Point annotation data:

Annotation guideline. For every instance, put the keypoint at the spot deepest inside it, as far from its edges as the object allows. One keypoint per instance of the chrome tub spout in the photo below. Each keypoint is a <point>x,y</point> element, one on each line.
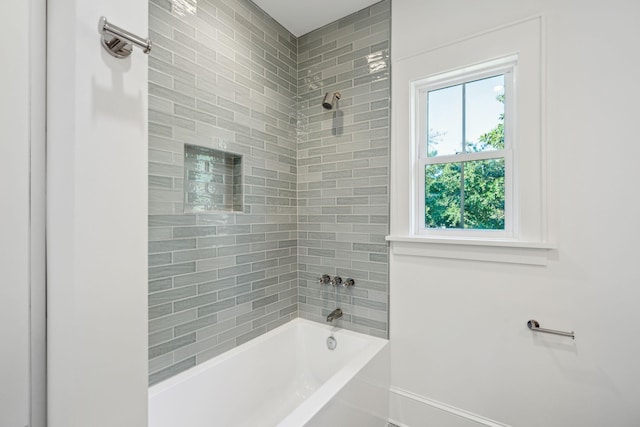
<point>335,314</point>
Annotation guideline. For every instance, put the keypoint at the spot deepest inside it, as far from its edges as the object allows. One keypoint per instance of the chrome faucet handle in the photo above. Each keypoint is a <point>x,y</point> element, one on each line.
<point>325,279</point>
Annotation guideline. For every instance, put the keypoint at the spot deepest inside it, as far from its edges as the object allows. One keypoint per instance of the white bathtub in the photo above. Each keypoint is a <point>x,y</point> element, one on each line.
<point>286,377</point>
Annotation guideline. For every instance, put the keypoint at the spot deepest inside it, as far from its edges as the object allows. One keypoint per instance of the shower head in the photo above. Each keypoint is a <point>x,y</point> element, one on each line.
<point>330,100</point>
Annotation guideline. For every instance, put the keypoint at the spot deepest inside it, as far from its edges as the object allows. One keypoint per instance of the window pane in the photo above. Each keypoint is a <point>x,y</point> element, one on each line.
<point>484,114</point>
<point>442,195</point>
<point>444,121</point>
<point>466,195</point>
<point>484,194</point>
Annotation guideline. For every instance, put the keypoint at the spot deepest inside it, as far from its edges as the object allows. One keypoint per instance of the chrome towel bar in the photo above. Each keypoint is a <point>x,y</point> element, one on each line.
<point>535,326</point>
<point>119,42</point>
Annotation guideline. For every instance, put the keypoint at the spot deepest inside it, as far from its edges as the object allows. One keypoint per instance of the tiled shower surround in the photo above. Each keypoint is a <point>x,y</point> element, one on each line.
<point>226,77</point>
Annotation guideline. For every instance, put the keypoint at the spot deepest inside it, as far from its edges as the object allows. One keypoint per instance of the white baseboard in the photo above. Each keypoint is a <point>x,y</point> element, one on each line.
<point>408,409</point>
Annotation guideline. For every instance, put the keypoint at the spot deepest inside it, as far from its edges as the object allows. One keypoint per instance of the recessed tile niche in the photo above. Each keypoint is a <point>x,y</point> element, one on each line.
<point>212,180</point>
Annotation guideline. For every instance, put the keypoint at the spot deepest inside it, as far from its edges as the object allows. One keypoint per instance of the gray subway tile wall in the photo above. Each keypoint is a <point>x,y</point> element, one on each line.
<point>343,169</point>
<point>225,76</point>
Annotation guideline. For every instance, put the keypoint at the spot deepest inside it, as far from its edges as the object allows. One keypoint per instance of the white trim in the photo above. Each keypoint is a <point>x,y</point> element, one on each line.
<point>505,66</point>
<point>446,408</point>
<point>529,226</point>
<point>504,243</point>
<point>37,210</point>
<point>498,250</point>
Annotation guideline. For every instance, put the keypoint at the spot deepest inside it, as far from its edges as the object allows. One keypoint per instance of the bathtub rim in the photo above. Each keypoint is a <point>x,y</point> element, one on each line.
<point>366,354</point>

• **GIVEN REQUEST**: Copy out the lines of the data verbatim, starting with the line that contains "of the tiled" and ending with the line that contains "<point>408,409</point>", both included.

• **SOLUTION BELOW**:
Annotation guideline. For every instance, put the keypoint at the spot deepest inside it, as far from its edges as the object allows. One keypoint per instance of the tiled shower surround in the photo above. Each keypoint is a <point>x,y</point> element, one on each line.
<point>226,77</point>
Annotation guideline. For every instance, put the keypoint at the spot deepest inside it, as far from its edges as the object allows. One keypoint per instance of the white baseboard in the photo above. Each keypoint is a <point>x,y</point> element, one on each line.
<point>408,409</point>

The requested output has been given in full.